>> begin STORED ROWS

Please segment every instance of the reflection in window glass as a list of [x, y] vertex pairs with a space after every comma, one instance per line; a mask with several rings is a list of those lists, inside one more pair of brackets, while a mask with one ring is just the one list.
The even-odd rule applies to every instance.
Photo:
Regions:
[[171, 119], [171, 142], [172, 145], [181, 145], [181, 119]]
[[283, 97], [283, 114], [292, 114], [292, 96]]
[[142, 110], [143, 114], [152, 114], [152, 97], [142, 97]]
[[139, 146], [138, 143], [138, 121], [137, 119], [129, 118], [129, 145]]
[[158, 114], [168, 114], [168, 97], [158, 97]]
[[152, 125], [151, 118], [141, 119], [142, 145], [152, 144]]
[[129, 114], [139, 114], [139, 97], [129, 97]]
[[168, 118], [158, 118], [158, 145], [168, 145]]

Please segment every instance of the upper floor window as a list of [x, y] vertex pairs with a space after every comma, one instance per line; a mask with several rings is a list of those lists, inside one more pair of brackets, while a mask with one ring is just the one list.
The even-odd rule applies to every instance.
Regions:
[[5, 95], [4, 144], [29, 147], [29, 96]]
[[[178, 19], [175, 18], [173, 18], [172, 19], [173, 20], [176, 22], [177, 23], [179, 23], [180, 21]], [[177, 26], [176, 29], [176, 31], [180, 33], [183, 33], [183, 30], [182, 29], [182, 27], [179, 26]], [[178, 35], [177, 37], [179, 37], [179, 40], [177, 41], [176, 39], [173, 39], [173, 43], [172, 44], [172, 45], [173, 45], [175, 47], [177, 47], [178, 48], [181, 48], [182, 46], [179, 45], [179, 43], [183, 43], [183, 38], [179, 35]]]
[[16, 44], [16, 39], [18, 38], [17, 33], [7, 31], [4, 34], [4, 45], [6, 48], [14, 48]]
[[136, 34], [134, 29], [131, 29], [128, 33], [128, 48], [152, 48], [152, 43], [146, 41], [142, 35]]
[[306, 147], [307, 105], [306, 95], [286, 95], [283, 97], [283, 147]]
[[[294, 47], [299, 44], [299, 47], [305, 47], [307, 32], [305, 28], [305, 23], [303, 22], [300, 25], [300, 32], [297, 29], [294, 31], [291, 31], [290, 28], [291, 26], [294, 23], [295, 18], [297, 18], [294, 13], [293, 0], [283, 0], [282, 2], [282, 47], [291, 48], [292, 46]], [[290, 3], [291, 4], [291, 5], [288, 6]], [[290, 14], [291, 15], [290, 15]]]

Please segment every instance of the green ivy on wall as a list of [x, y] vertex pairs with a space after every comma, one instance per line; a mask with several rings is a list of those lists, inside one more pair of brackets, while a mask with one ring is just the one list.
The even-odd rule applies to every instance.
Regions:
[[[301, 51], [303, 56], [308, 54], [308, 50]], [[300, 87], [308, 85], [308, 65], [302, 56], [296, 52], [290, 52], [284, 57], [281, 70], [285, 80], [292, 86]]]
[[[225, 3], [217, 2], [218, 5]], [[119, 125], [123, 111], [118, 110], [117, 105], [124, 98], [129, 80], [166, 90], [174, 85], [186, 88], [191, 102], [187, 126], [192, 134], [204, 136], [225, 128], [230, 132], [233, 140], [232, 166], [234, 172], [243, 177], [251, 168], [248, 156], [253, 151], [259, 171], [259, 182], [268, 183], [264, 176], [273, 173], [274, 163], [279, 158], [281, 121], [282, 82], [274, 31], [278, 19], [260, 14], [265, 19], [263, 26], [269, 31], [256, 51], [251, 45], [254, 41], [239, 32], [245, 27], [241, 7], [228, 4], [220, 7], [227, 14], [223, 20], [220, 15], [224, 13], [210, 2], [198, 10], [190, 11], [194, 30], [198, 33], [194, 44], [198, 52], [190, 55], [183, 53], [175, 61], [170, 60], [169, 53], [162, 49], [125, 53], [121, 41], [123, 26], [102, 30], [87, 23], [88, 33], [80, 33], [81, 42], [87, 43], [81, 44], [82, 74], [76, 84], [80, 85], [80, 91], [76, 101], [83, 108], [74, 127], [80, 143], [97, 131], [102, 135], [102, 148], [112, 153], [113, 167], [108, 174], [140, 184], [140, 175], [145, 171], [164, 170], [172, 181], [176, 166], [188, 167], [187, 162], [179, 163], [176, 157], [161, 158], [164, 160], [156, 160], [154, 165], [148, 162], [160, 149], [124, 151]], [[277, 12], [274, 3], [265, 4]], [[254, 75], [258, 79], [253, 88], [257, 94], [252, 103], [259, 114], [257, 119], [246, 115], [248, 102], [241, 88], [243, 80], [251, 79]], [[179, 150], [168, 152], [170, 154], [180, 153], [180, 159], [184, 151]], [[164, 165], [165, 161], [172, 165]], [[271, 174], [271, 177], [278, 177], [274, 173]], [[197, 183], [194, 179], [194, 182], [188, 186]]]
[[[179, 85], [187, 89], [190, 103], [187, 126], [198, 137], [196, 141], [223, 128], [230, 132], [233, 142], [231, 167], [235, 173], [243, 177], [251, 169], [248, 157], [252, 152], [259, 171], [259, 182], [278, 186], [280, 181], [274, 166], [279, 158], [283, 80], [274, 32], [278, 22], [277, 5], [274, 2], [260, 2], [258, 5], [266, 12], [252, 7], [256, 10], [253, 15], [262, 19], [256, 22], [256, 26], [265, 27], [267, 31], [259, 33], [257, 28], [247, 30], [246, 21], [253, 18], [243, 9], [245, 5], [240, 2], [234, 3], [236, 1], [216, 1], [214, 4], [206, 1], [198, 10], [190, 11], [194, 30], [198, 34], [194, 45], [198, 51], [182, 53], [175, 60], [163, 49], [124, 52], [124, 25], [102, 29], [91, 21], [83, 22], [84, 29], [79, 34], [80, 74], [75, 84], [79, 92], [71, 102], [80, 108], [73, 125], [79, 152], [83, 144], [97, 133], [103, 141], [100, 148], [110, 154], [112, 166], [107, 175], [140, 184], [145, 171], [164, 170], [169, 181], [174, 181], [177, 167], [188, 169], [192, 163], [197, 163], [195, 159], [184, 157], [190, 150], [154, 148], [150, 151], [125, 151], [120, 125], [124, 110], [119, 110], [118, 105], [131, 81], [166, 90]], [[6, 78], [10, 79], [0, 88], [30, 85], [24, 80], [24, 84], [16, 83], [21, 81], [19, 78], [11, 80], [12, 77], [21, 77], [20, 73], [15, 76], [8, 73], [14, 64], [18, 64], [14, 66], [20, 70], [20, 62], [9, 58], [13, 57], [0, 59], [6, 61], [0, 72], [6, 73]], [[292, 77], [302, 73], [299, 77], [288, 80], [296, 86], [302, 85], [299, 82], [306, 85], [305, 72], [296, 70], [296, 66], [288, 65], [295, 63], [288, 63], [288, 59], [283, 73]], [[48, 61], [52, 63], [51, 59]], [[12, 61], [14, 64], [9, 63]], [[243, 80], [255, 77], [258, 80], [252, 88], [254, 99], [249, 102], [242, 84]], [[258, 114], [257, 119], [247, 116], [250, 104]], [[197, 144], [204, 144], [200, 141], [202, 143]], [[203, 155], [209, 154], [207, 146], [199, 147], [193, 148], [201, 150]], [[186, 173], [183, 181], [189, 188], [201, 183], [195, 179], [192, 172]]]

>> end STORED ROWS

_PROBLEM STATEMENT_
Return every one of the lines above without any alteration.

_FULL OUTPUT_
Please segment every instance of the reflection in window glass as a list of [x, y] vertex pairs with a space after every comma, one instance per line; a mask with several rings is a list of those lists, inside one more pair of brackets, while a mask with one ring is just the one list.
The even-odd rule applies to every instance.
Photo:
Regions:
[[171, 119], [171, 142], [172, 145], [181, 145], [181, 119]]
[[283, 97], [283, 114], [292, 114], [292, 96]]
[[142, 110], [143, 114], [152, 114], [152, 97], [142, 97]]
[[139, 146], [138, 143], [138, 121], [137, 119], [129, 118], [129, 145]]
[[158, 114], [168, 114], [168, 97], [158, 97]]
[[152, 125], [151, 118], [141, 119], [142, 145], [152, 144]]
[[129, 114], [139, 114], [139, 97], [129, 97]]
[[168, 118], [158, 118], [158, 145], [168, 145]]

Please segment every instance of the upper floor window as a list of [x, y] vertex pairs with a space after every comma, one instance per line; a mask with several rings is a list of those lists, inside one more pair of brackets, while a mask with one ring is just the one list.
The even-odd rule applies to every instance.
Regions:
[[5, 95], [4, 144], [29, 147], [29, 96]]
[[[178, 19], [175, 18], [173, 18], [172, 19], [173, 20], [176, 22], [177, 23], [179, 23], [180, 21]], [[177, 26], [176, 29], [176, 31], [180, 33], [183, 33], [183, 30], [182, 29], [182, 27], [179, 26]], [[178, 35], [177, 37], [179, 37], [179, 40], [177, 41], [176, 39], [173, 39], [173, 43], [172, 44], [172, 45], [173, 45], [175, 47], [177, 47], [178, 48], [181, 48], [182, 46], [179, 45], [179, 43], [183, 43], [183, 38], [179, 35]]]
[[16, 44], [16, 39], [18, 38], [17, 33], [7, 31], [4, 34], [4, 45], [6, 48], [14, 48]]
[[136, 34], [134, 29], [131, 29], [128, 33], [128, 48], [152, 48], [152, 43], [146, 41], [142, 35]]
[[306, 147], [307, 105], [306, 95], [286, 95], [283, 97], [283, 147]]
[[[294, 47], [299, 44], [299, 47], [305, 47], [307, 32], [305, 28], [305, 23], [303, 22], [300, 25], [300, 32], [297, 29], [294, 31], [291, 31], [290, 28], [291, 26], [294, 23], [295, 18], [297, 18], [294, 13], [293, 0], [283, 0], [282, 2], [282, 47], [291, 48], [292, 46]], [[290, 3], [291, 4], [291, 5], [288, 6]], [[290, 14], [291, 15], [290, 15]]]

Please segment every instance of the green ivy on wall as a list of [x, y] vertex pairs with a space after every comma, one instance per line; a mask with several rings is a list of those lists, inside one more pair of brackets, while a mask with one ring is just the one list.
The even-odd rule applies to every instance.
Regions:
[[[301, 51], [303, 56], [308, 54], [308, 50]], [[300, 87], [308, 85], [308, 65], [302, 56], [296, 52], [290, 52], [284, 57], [281, 70], [285, 80], [292, 86]]]
[[[225, 3], [217, 2], [218, 5]], [[119, 125], [123, 111], [118, 110], [117, 105], [124, 98], [129, 80], [166, 90], [174, 85], [186, 88], [191, 102], [187, 126], [192, 134], [204, 136], [225, 128], [230, 132], [233, 140], [232, 166], [234, 172], [243, 177], [251, 168], [248, 156], [253, 151], [259, 171], [259, 182], [268, 183], [264, 176], [273, 173], [274, 163], [279, 158], [281, 121], [282, 82], [274, 31], [278, 19], [260, 14], [265, 19], [263, 26], [269, 31], [256, 51], [251, 45], [254, 41], [239, 32], [245, 27], [241, 7], [228, 4], [220, 7], [227, 14], [223, 20], [220, 15], [224, 13], [210, 2], [198, 10], [190, 11], [194, 30], [198, 33], [194, 44], [198, 52], [190, 55], [183, 53], [175, 61], [170, 60], [169, 53], [162, 49], [125, 53], [121, 41], [123, 26], [102, 30], [87, 23], [88, 33], [80, 33], [81, 42], [87, 43], [81, 44], [82, 74], [76, 84], [80, 85], [80, 91], [76, 101], [83, 108], [74, 127], [80, 143], [97, 131], [102, 135], [102, 148], [112, 153], [113, 167], [108, 174], [140, 184], [140, 175], [145, 171], [164, 170], [172, 181], [176, 166], [188, 167], [187, 162], [179, 163], [176, 157], [161, 158], [164, 160], [156, 160], [154, 165], [148, 162], [160, 149], [124, 151]], [[277, 12], [274, 3], [265, 4]], [[254, 75], [258, 79], [253, 88], [257, 94], [252, 103], [259, 114], [257, 119], [246, 115], [248, 102], [241, 88], [243, 80], [251, 79]], [[179, 150], [168, 152], [170, 154], [180, 153], [180, 159], [184, 151]], [[164, 165], [165, 161], [172, 165]], [[271, 174], [271, 177], [278, 177], [274, 173]], [[197, 183], [194, 179], [194, 182], [188, 186]]]
[[[179, 85], [187, 89], [190, 103], [187, 126], [198, 137], [196, 141], [223, 128], [230, 132], [233, 142], [231, 167], [235, 173], [243, 177], [251, 169], [248, 157], [252, 152], [259, 171], [259, 182], [278, 186], [280, 181], [274, 166], [279, 158], [283, 80], [274, 32], [278, 22], [277, 5], [274, 2], [260, 2], [258, 5], [266, 12], [252, 7], [256, 10], [253, 15], [262, 19], [256, 22], [256, 26], [265, 27], [267, 31], [259, 33], [257, 28], [247, 30], [246, 21], [253, 18], [243, 9], [245, 5], [240, 2], [234, 3], [236, 1], [216, 1], [214, 4], [206, 1], [198, 10], [190, 11], [194, 30], [198, 34], [194, 45], [198, 51], [182, 53], [175, 60], [163, 49], [124, 52], [124, 25], [102, 29], [91, 21], [83, 22], [84, 29], [79, 34], [80, 74], [75, 84], [79, 92], [71, 102], [80, 108], [73, 125], [79, 152], [83, 144], [97, 133], [103, 141], [100, 148], [110, 154], [112, 166], [107, 175], [140, 184], [145, 171], [164, 170], [169, 181], [174, 181], [177, 167], [188, 169], [192, 163], [197, 163], [195, 159], [184, 157], [190, 150], [154, 148], [150, 151], [125, 151], [120, 125], [124, 110], [119, 110], [118, 105], [131, 81], [166, 90]], [[6, 78], [10, 79], [0, 88], [30, 85], [24, 80], [24, 84], [16, 83], [21, 81], [19, 78], [11, 80], [12, 77], [21, 77], [20, 73], [15, 76], [8, 73], [14, 64], [18, 64], [14, 66], [20, 70], [20, 62], [9, 58], [13, 57], [0, 59], [6, 61], [0, 72], [6, 73]], [[292, 77], [302, 73], [299, 77], [288, 80], [296, 86], [302, 85], [299, 82], [306, 85], [305, 72], [296, 70], [296, 66], [288, 65], [295, 63], [288, 63], [288, 59], [283, 73]], [[48, 61], [52, 63], [51, 59]], [[12, 61], [14, 64], [9, 63]], [[243, 80], [255, 77], [258, 80], [252, 88], [254, 99], [249, 102], [242, 84]], [[258, 114], [257, 119], [247, 116], [250, 104]], [[197, 144], [204, 144], [200, 141], [202, 143]], [[203, 155], [209, 154], [207, 146], [199, 147], [193, 148], [201, 150]], [[186, 173], [183, 181], [189, 188], [201, 183], [195, 179], [192, 172]]]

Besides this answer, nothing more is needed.